• TASK: Copy the items below, substituting "match footage frame" for each occurrence of "broadcast still" and leaving everything else as it is.

───── EXCERPTED DATA

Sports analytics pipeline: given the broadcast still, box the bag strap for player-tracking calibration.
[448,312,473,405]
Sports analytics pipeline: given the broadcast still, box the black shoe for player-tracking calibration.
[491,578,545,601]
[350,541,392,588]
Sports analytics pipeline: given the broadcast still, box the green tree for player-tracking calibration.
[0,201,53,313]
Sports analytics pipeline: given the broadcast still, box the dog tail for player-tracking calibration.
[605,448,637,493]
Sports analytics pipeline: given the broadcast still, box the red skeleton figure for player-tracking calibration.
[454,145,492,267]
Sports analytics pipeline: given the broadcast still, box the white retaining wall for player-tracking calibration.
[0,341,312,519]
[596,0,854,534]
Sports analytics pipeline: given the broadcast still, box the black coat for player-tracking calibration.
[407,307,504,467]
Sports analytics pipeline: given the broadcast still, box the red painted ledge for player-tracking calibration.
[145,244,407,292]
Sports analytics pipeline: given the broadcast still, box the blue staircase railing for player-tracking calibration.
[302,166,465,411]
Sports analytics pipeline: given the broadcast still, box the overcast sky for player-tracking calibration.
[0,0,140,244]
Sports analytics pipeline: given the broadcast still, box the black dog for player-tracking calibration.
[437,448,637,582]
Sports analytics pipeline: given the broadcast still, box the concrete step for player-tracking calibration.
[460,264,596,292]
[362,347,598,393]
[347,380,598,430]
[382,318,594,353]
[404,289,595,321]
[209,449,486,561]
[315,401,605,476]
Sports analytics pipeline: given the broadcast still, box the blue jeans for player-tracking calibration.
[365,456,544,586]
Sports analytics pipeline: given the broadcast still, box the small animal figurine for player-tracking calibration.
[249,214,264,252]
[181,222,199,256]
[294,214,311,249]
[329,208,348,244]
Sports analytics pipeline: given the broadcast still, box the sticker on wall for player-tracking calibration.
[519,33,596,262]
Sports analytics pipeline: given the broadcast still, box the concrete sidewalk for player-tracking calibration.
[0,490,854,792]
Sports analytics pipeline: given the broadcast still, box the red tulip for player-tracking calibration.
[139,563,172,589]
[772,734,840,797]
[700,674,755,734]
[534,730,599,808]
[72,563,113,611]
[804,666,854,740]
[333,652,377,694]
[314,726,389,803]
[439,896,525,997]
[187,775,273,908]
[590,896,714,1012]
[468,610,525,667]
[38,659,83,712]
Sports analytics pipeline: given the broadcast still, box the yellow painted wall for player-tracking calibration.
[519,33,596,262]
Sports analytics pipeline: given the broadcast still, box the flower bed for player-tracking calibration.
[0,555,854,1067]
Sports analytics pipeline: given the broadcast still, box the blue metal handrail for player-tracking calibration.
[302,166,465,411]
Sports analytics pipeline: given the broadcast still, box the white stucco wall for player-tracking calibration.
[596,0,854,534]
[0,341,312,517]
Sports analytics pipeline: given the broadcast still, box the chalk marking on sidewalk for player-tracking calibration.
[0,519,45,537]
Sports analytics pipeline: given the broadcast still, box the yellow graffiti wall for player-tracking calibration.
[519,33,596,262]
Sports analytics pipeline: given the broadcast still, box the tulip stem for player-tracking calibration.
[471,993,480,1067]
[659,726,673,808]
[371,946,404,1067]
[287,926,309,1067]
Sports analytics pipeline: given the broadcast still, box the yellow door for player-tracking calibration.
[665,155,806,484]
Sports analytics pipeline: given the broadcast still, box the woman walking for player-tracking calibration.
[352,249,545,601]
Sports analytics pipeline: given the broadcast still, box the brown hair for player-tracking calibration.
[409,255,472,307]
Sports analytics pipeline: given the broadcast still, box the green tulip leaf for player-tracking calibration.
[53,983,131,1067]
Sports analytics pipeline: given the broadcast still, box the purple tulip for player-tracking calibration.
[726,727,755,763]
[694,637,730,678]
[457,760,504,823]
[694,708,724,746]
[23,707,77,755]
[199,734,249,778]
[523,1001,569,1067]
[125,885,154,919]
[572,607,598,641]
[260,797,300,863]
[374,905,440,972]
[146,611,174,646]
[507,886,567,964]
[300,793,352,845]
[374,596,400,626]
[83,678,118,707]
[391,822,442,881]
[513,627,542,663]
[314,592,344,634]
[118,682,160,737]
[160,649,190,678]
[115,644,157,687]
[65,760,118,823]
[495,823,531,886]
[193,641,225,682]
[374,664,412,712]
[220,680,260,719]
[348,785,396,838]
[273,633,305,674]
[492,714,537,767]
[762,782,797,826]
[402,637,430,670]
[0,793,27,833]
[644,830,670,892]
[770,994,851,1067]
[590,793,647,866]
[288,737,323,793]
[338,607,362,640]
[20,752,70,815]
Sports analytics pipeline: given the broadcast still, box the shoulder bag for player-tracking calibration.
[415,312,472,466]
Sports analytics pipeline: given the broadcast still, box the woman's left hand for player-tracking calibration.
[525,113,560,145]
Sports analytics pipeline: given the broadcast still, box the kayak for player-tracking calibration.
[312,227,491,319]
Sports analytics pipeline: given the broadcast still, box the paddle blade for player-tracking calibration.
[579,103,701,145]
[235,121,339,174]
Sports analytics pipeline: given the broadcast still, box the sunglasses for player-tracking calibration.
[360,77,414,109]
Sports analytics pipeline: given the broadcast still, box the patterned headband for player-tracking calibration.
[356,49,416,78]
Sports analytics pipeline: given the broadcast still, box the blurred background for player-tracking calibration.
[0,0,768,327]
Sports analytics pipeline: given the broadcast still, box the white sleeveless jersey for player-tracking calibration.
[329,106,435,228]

──────────

• EXERCISE ANSWER:
Sports analytics pipeline: given the match footage frame, box the bag strap for player-tracking calibration.
[448,312,473,405]
Sports analytics pipeline: given the match footage frame, box the black shoe for player-tracking calibration.
[491,578,545,601]
[350,541,392,588]
Sports analytics pipeline: given the match footage frame, box the green tree for player-tracking calibration.
[0,201,53,313]
Sports analytics pipeline: given the match footage frame, box the dog tail for player-tracking calibration.
[605,448,637,493]
Sports analytics pipeline: given the match footage frame, box the red skeleton figure for player-tracking calibration.
[454,145,492,267]
Sports analytics pipeline: given the match footage frame, box the white retaining wall for player-tracking calibration.
[0,341,312,519]
[596,0,854,534]
Sports analytics pipeline: given the match footage frame, box the black coat for player-tracking calibration.
[407,307,504,467]
Sports analytics pipeline: given the match footage frame, box the red painted ledge for player-tracking calibration.
[145,244,407,292]
Sports analytics pipeline: given the match footage frame, box the blue staircase railing for player-tracking calibration.
[302,166,465,411]
Sports analytics pipeline: given the match footage frame, box the overcast sky for player-tracking calibration.
[0,0,140,244]
Sports analytics pipeline: given the match footage frame, box the black dog for player-tracking calibration.
[437,448,637,582]
Sports analytics pipeline: given the match footage frame, box the concrete step for player-tracking calibration.
[460,264,596,292]
[362,347,598,393]
[347,380,598,430]
[382,318,594,353]
[404,289,595,321]
[209,449,486,561]
[315,401,605,476]
Sports analytics pipeline: given the match footage frame, box the blue jeans for player-tracking calibration.
[365,456,544,586]
Sports analytics pipeline: given the match footage frame, box the small animal figurine for player-tracking calibration.
[249,214,264,252]
[181,222,199,256]
[294,214,311,249]
[329,208,348,244]
Sports analytics pipeline: given the match footage frame, box the sticker on wall for player-tracking calibration.
[519,33,596,262]
Sports analytics pipeline: given the match footage frame, box the concrete sidewalk for player-tracking calibration.
[0,490,854,792]
Sports analytics pipeline: given the match footage frame, box the red tulip for player-tracking calibration.
[139,563,172,589]
[772,734,840,797]
[700,674,755,734]
[534,730,599,808]
[72,563,113,611]
[804,666,854,740]
[333,652,377,694]
[314,726,389,803]
[439,896,525,997]
[187,775,273,908]
[590,896,714,1012]
[468,610,525,667]
[38,659,83,712]
Sports analytics pipeline: given the match footage frame, box the yellow painted wall for player-tracking calibration.
[519,33,596,262]
Sports analytics pipeline: given the match footage frame, box the flower bed for player-tracking calibration.
[0,555,854,1067]
Sports analytics pipeline: given the match footage frame, box the blue metal handrail for player-tracking calibration.
[302,166,465,411]
Sports analytics pipeline: given the match footage frame, box the white stucco wall for player-tracking calibration.
[596,0,854,534]
[0,341,312,517]
Sports analytics pipeline: given the match footage frame, box the chalk marking on sidewalk for player-tracking calibration.
[0,519,45,537]
Sports analytics pipeline: given the match footage frame, box the yellow graffiti wall for player-tracking calibration.
[519,33,596,262]
Sports analytics pipeline: given the match footage frame, box the tulip stem for player-tracking calibration.
[471,993,480,1067]
[659,726,673,808]
[371,946,404,1067]
[287,926,309,1067]
Sports analytics pipeline: given the match footage frame, box the yellow door for player-tracking calibration.
[665,155,806,484]
Sports analytics pipeline: given the match footage frame, box the woman walking for player-tracking calibration.
[352,249,545,601]
Sports analytics pipeline: given the match footage frame, box the brown hair for player-tracking calibration.
[409,255,472,307]
Sports analytics pipeline: given the match footage frame, box the green tulip leaf for player-tracking calibration.
[53,983,131,1067]
Sports analytics pipeline: given the match footage frame, box the purple tulip for player-tracking calibration.
[726,727,755,763]
[694,637,730,678]
[457,760,504,823]
[694,708,724,746]
[23,707,77,755]
[199,734,249,778]
[523,1001,569,1067]
[125,885,154,919]
[572,607,598,641]
[260,797,300,863]
[374,905,440,972]
[146,611,174,646]
[507,886,567,964]
[300,793,352,845]
[374,596,400,626]
[83,678,118,707]
[391,822,442,881]
[513,627,542,663]
[314,592,344,634]
[118,682,160,737]
[160,649,190,678]
[115,644,157,687]
[65,760,118,823]
[495,823,531,886]
[193,641,225,682]
[374,664,412,712]
[220,680,260,719]
[348,785,396,838]
[273,633,305,674]
[492,714,537,767]
[762,782,797,826]
[402,637,430,670]
[0,793,27,833]
[644,830,670,892]
[770,994,851,1067]
[590,793,647,866]
[288,737,323,793]
[338,607,362,640]
[20,752,70,815]
Sports analytics pipeline: given the match footage frame, box the shoulder bag for player-tracking calibration.
[415,312,472,466]
Sports analytics pipeline: given the match footage frame, box the woman's left hand for player-tracking calibration.
[525,113,560,145]
Sports analytics pipeline: given the match footage frame, box the kayak for player-tracking calibration.
[312,227,491,319]
Sports analytics pipeline: given the match footage frame, box the paddle blade for player-tracking calibration.
[579,103,701,145]
[235,121,339,174]
Sports analytics pipeline: given the match footage frame, box the sunglasses for player-tracking calibration.
[360,77,414,109]
Sports analytics pipeline: given the match footage frame, box the patterned headband for player-tracking calibration.
[356,49,416,78]
Sports analytics pipeline: given the match footage frame, box the blurred background for player-tracking calibration.
[0,0,768,327]
Sports analytics pipeline: given the match footage frame, box the white sleeveless jersey for player-tracking calibration.
[329,106,435,228]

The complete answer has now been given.